* _Tasks to perform_:
**a)** List every year named in the piece on military voters and the Afghanistan war, in the order they appear.
**b)** Rewrite the stretch of rows from the line containing "Exercise. Mark every instance of the cloudy" through the end of the rows as a numbered list, leaving out any blank lines.

Despite the many efforts Obama has made to appeal to younger soldiers and veterans, Romney has maintained a vast lead among military voters—and the troops hardly rated a mention at Tuesday’s debate. Marjorie Morrison on the opportunity we're missing.
Two presidential debates and no real mention of our troops, despite the ongoing war in Afghanistan.
Here’s why: 68 percent of Americans think the war in Afghanistan is going somewhat or very badly, and the same percentage thinks we should withdraw entirely or start drawing down troops now. Compound that with less than 1 percent of Americans serving in the active-duty military, so much of the nation feels no real stake in or connection to the war effort. That disconnect and distance helps explain how, at this time of collapsing support for the government, the press, and other institutions, three of four Americans say they’ve maintained their confidence in the military.
A study released this week by the Center for a New American Security (PDF) separated independent and undecided voters into two groups. The first left their votes entirely unchanged when told that most military and veteran voters are pro-Mitt Romney. The second group’s support for President Obama shot up by 9 points when told that military and veteran voters are pro-Obama. The implication seems to be that these voters assume the military backs the GOP, which in turn means a Democrat has much more to gain among those voters if he can claim the military stands behind him.
Despite the many efforts Obama has made to appeal to younger soldiers and veterans, Romney has maintained a 66–26 lead among military voters. Does this explain why both sides have been content to keep our foreign engagements, and our returning troops, at arm’s length? Even as the war in Afghanistan slogs toward a close and our troops return home, polls show most Americans won’t cast their ballots on the issue this year.
We are vaguely claiming victory in this unpopular war, having announced that the last scheduled troops will be home by the end of 2014, a schedule both would-be presidents seem to agree on. “Al Qaeda’s leadership has been devastated, and Osama bin Laden will never threaten us again,” Obama said at the Pentagon recently. “Our country is safer and our people are resilient.” It’s a nice statement but says nearly nothing to the men and women who are still fighting in a war we’ve written off even before ending.
Are we safer? Are we prepared for what happens after these wars end? What is the aftermath going to look like over the next presidential term? Neither candidate has much to say on the topic. Obama, who once framed Afghanistan as the necessary war that was overlooked for Iraq, no longer brings it up unless asked. And Romney has offered little except bromides about “strength,” while at the same time saying he too would end the war on schedule.
We are in desperate need of a more serious conversation and debate about our war in this presidential election—the third one since the war began, the first one since 1944 where neither of the presidential candidates has served in the military, and the first one since 1932 where neither major-party ticket has a veteran on it. Despite the political cone of silence, the consequences continue:
A record number of soldiers are now being killed by Afghan troops.

* _Information provided_:
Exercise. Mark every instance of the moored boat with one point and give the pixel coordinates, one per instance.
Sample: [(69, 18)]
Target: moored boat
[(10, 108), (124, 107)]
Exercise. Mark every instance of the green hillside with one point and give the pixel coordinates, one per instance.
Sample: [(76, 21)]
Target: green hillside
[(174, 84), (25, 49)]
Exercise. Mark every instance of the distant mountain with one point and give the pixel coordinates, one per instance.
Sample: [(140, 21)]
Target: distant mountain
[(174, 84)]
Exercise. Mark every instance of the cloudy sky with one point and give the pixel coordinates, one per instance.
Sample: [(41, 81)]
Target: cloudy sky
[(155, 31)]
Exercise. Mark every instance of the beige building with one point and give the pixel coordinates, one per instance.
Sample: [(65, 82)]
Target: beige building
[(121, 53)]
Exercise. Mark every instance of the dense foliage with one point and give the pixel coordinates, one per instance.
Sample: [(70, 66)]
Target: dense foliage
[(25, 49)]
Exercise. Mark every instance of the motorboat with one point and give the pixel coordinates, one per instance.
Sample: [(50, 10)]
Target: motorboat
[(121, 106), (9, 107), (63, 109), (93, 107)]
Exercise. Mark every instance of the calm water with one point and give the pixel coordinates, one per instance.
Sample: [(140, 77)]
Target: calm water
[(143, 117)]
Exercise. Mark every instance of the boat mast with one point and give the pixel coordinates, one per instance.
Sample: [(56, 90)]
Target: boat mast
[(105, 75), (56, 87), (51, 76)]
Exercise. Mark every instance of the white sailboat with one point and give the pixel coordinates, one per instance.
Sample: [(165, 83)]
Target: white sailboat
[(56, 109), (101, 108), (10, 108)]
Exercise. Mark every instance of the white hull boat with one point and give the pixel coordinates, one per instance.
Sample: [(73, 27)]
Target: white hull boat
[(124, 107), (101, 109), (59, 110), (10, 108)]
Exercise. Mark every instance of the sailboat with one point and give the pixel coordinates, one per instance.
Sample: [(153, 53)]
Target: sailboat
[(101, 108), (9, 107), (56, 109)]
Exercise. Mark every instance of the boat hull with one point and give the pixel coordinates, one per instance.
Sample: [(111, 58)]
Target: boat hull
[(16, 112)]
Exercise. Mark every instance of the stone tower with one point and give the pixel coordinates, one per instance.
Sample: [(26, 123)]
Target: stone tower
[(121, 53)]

* _Results for the exercise_:
**a)** 2014, 1944, 1932

**b)**
1. Exercise. Mark every instance of the cloudy sky with one point and give the pixel coordinates, one per instance.
2. Sample: [(41, 81)]
3. Target: cloudy sky
4. [(155, 31)]
5. Exercise. Mark every instance of the beige building with one point and give the pixel coordinates, one per instance.
6. Sample: [(65, 82)]
7. Target: beige building
8. [(121, 53)]
9. Exercise. Mark every instance of the dense foliage with one point and give the pixel coordinates, one per instance.
10. Sample: [(70, 66)]
11. Target: dense foliage
12. [(25, 49)]
13. Exercise. Mark every instance of the motorboat with one point and give the pixel coordinates, one per instance.
14. Sample: [(50, 10)]
15. Target: motorboat
16. [(121, 106), (9, 107), (63, 109), (93, 107)]
17. Exercise. Mark every instance of the calm water with one point and give the pixel coordinates, one per instance.
18. Sample: [(140, 77)]
19. Target: calm water
20. [(143, 117)]
21. Exercise. Mark every instance of the boat mast with one point and give the pixel coordinates, one per instance.
22. Sample: [(56, 90)]
23. Target: boat mast
24. [(105, 75), (56, 87), (51, 76)]
25. Exercise. Mark every instance of the white sailboat with one point and give the pixel coordinates, one per instance.
26. Sample: [(165, 83)]
27. Target: white sailboat
28. [(56, 109), (101, 108), (10, 108)]
29. Exercise. Mark every instance of the white hull boat with one point and give the pixel coordinates, one per instance.
30. Sample: [(73, 27)]
31. Target: white hull boat
32. [(124, 107), (101, 109), (59, 110), (10, 108)]
33. Exercise. Mark every instance of the sailboat with one point and give the pixel coordinates, one per instance.
34. Sample: [(153, 53)]
35. Target: sailboat
36. [(101, 108), (9, 107), (56, 109)]
37. Exercise. Mark every instance of the boat hull with one point and give the pixel coordinates, one per instance.
38. Sample: [(111, 58)]
39. Target: boat hull
40. [(16, 112)]
41. Exercise. Mark every instance of the stone tower with one point and give the pixel coordinates, one per instance.
42. Sample: [(26, 123)]
43. Target: stone tower
44. [(121, 53)]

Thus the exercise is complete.